>> Begin Provided material
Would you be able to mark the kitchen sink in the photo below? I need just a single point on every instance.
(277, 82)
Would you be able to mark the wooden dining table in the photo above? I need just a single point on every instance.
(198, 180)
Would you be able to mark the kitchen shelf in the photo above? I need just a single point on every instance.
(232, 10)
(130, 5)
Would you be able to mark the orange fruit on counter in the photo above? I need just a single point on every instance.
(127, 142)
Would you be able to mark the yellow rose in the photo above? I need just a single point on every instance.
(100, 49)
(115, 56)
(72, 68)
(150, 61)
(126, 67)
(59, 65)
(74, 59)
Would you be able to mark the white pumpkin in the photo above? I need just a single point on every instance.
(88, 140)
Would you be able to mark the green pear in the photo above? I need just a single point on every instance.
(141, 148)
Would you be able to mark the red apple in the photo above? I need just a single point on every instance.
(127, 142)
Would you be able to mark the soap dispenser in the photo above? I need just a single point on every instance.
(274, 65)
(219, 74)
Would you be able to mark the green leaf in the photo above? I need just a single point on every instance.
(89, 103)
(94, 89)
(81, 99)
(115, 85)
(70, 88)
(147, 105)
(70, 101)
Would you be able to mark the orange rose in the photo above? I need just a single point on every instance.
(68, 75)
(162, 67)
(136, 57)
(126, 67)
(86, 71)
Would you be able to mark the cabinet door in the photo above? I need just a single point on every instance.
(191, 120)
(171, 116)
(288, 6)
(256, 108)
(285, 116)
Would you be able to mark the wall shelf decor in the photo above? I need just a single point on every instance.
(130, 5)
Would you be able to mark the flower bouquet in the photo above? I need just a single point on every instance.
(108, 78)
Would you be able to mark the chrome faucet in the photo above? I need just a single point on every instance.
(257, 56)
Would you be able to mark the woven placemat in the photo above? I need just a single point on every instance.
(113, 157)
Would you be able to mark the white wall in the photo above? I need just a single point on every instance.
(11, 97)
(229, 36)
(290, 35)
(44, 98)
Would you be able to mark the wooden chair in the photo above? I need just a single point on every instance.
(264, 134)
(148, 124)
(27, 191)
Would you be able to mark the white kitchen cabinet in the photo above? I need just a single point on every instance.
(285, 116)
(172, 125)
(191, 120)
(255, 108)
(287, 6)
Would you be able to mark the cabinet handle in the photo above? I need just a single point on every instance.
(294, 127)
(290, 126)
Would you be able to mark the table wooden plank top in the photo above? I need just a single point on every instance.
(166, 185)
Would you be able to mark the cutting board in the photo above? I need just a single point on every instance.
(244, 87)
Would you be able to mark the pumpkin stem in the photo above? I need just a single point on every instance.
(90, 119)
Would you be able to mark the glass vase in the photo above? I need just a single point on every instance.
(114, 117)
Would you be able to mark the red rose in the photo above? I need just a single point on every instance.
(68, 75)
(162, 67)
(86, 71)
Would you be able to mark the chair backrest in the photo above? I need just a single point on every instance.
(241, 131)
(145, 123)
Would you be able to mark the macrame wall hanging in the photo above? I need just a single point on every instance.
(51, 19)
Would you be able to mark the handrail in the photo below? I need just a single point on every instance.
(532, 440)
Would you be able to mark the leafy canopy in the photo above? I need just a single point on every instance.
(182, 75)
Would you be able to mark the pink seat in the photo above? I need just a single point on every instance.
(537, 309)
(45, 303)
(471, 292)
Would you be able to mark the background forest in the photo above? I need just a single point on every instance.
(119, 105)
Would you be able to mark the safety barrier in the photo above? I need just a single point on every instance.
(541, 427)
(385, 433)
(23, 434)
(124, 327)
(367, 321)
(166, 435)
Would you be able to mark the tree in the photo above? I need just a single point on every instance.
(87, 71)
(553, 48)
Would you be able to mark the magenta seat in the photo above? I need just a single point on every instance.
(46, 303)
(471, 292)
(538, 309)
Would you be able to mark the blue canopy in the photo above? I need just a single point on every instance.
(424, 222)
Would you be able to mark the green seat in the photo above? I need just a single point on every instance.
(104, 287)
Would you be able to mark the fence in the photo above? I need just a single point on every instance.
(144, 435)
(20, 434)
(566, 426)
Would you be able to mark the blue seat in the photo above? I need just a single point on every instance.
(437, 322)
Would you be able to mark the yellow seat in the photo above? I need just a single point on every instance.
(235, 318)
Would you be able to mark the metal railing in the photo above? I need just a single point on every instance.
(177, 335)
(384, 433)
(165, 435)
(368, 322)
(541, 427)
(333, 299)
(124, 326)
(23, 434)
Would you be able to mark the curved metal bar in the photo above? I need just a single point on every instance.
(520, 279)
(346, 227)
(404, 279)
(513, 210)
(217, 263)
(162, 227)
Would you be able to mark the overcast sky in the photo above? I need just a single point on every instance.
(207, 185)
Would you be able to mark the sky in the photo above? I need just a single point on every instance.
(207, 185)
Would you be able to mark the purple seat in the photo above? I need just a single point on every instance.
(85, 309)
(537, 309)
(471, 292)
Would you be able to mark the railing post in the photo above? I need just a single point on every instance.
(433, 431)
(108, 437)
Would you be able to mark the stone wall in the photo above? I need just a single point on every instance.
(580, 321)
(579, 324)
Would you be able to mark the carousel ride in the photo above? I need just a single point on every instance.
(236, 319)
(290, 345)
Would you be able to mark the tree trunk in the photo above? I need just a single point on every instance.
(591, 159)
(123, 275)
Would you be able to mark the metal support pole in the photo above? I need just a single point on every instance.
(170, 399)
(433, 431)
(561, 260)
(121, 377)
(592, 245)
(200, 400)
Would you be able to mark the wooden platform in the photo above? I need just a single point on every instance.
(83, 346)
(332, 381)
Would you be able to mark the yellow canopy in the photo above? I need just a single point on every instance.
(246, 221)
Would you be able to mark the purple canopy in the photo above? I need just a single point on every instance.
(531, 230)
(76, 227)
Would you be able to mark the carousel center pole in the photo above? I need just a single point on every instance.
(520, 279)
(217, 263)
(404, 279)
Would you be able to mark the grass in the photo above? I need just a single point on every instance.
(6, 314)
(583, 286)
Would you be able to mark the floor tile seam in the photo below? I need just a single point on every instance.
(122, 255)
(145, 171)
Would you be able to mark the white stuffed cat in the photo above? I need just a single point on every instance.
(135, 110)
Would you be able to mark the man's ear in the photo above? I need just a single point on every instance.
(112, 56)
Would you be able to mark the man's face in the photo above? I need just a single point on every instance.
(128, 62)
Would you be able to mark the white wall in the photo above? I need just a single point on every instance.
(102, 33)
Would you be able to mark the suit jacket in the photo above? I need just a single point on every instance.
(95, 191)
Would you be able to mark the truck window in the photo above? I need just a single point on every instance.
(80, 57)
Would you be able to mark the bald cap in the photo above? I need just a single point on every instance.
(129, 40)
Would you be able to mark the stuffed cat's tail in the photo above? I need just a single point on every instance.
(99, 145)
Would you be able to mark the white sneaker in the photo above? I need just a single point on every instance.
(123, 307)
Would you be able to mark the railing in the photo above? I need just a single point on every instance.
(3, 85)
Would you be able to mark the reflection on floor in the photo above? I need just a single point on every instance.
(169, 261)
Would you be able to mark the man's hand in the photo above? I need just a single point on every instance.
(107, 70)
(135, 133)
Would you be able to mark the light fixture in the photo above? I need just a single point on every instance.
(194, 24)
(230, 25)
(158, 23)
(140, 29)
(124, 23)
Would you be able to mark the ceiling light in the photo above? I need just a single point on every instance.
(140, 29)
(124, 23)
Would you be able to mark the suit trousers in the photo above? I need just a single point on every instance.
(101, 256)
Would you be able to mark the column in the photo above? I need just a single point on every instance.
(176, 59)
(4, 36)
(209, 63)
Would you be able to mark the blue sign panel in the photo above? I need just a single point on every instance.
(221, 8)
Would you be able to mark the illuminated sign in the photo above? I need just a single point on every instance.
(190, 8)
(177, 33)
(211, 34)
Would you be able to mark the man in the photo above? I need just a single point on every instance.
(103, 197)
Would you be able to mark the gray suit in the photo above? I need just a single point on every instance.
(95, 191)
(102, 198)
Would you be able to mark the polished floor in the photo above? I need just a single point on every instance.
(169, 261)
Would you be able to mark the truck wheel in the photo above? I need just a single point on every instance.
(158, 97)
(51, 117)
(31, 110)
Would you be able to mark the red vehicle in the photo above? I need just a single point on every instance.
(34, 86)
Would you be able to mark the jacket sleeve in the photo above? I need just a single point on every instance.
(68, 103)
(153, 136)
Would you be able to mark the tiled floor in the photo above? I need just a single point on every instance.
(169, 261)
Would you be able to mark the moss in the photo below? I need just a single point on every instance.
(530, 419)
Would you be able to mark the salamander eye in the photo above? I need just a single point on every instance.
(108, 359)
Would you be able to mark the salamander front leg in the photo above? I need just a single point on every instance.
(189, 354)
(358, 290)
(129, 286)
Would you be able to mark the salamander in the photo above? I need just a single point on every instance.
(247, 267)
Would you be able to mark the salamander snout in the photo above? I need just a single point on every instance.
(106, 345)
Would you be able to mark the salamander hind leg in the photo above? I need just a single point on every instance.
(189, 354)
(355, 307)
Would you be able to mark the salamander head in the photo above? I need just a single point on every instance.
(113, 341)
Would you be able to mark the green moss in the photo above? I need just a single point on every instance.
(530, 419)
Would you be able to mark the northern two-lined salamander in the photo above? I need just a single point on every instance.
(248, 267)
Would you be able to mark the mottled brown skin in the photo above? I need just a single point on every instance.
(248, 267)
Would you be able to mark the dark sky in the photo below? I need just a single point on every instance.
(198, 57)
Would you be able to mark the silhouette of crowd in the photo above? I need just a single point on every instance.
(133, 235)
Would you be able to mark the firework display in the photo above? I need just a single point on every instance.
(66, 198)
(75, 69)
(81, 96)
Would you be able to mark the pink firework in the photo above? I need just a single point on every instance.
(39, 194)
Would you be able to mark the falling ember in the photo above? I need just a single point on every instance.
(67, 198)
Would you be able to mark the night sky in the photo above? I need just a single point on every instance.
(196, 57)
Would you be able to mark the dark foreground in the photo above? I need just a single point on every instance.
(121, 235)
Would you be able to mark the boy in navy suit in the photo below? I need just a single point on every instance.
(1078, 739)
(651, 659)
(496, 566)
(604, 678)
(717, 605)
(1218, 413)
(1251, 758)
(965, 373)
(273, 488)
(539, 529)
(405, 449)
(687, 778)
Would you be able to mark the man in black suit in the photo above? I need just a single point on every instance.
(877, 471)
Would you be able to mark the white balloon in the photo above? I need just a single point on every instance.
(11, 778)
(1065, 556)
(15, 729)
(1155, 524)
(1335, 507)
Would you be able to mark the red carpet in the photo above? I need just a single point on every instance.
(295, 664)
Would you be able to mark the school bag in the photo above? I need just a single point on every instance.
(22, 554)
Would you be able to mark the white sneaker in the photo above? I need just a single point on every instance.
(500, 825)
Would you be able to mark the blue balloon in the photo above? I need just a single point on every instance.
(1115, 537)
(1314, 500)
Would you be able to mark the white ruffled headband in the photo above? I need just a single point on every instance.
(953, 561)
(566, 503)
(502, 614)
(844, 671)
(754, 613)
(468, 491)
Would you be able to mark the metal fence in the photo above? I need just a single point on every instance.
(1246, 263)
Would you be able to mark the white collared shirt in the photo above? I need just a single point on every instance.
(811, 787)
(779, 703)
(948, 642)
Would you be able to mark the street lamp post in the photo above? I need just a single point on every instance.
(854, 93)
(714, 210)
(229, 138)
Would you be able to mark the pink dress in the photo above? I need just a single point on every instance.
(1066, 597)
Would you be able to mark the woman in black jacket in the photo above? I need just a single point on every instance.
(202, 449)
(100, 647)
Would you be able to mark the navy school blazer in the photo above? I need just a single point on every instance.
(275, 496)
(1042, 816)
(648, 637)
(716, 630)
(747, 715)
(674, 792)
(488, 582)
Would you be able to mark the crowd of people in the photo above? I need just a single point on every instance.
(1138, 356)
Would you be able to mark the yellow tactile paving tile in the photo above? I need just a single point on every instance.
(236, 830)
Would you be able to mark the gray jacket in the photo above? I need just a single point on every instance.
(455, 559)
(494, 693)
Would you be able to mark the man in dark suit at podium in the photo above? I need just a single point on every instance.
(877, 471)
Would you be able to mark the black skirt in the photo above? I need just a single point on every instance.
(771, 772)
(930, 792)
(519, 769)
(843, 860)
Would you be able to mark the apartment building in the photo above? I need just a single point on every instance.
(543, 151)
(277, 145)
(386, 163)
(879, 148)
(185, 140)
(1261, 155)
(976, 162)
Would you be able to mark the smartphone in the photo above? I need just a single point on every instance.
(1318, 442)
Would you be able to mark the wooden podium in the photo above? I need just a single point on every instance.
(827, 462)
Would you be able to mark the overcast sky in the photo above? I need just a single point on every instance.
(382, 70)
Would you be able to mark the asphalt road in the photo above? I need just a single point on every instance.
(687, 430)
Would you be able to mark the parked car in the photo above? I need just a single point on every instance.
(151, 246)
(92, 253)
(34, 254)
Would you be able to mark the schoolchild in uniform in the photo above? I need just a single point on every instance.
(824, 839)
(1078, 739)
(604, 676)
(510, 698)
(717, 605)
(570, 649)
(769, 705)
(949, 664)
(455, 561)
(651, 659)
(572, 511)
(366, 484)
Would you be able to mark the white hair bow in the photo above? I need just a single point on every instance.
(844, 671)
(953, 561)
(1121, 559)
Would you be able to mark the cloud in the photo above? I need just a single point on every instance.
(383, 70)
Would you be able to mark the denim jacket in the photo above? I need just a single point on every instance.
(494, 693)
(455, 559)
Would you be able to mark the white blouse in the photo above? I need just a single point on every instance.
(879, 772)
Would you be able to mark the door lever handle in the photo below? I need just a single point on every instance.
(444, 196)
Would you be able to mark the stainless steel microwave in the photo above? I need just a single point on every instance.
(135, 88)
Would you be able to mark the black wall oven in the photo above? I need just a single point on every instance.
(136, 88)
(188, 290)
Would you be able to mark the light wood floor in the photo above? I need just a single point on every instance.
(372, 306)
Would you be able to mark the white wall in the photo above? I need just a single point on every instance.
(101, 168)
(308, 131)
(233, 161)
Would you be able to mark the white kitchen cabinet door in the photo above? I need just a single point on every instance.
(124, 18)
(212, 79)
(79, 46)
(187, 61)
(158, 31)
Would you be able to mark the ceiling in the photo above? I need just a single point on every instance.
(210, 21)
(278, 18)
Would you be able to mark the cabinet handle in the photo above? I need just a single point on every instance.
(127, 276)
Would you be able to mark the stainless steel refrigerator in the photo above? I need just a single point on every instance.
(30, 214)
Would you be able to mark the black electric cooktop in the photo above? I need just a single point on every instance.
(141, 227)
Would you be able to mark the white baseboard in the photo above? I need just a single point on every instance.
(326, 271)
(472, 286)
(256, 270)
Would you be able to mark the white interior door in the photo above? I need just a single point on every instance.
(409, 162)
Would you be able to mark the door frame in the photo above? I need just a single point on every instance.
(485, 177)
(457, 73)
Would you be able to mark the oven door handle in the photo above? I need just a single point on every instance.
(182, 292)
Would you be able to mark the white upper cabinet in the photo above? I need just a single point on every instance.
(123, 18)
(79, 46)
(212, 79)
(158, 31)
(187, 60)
>> End Provided material
Your goal:
Reproduce exactly the lines from the one containing "Would you be able to mark the denim" through the last line of the records above, including both, and nothing else.

Finished answer:
Would you be able to mark the denim jacket in the photo above? I need just a single point on every instance.
(494, 693)
(455, 559)
Would you be able to mark the white blouse in the photo above? I need just a single point on every instance.
(879, 772)
Would you be able to mark the door lever handle in the photo below? I need just a single point on every instance.
(444, 196)
Would you be able to mark the stainless steel microwave in the photo above? I need just a single point on every instance.
(135, 88)
Would you be able to mark the black wall oven in the photo above? I need just a single point on every instance.
(136, 88)
(188, 290)
Would you be able to mark the light wood floor in the photo above? I need just a single point on every instance.
(372, 306)
Would you be able to mark the white wall in the photo above? I need just a single point on every instance.
(101, 168)
(308, 131)
(233, 161)
Would you be able to mark the white kitchen cabinet door in the photo above? I need just a single point on every instance.
(124, 18)
(212, 79)
(79, 46)
(187, 61)
(158, 31)
Would you be able to mark the ceiling in the photo above? I need just a single point on every instance.
(210, 21)
(278, 18)
Would you be able to mark the cabinet handle in the photo above? I need just a single point on every instance.
(127, 276)
Would you be able to mark the stainless steel refrigerator in the photo above? I need just a single point on every instance.
(30, 214)
Would you be able to mark the black electric cooktop in the photo above? I need just a single point on every instance.
(141, 227)
Would you be able to mark the white baseboard in the photo above? I need just a single point on every instance.
(326, 271)
(472, 286)
(256, 270)
Would you be able to mark the white interior door in the photo above? I need just a single point on every instance.
(409, 162)
Would you be able to mark the door frame in the photo above? I need just a single point on every instance.
(485, 177)
(457, 73)
Would you be able to mark the oven door handle in the photo above? I need just a single point on every instance.
(182, 292)
Would you be able to mark the white upper cabinet in the photo above? I need just a single point on every instance.
(123, 18)
(79, 46)
(212, 79)
(158, 31)
(187, 60)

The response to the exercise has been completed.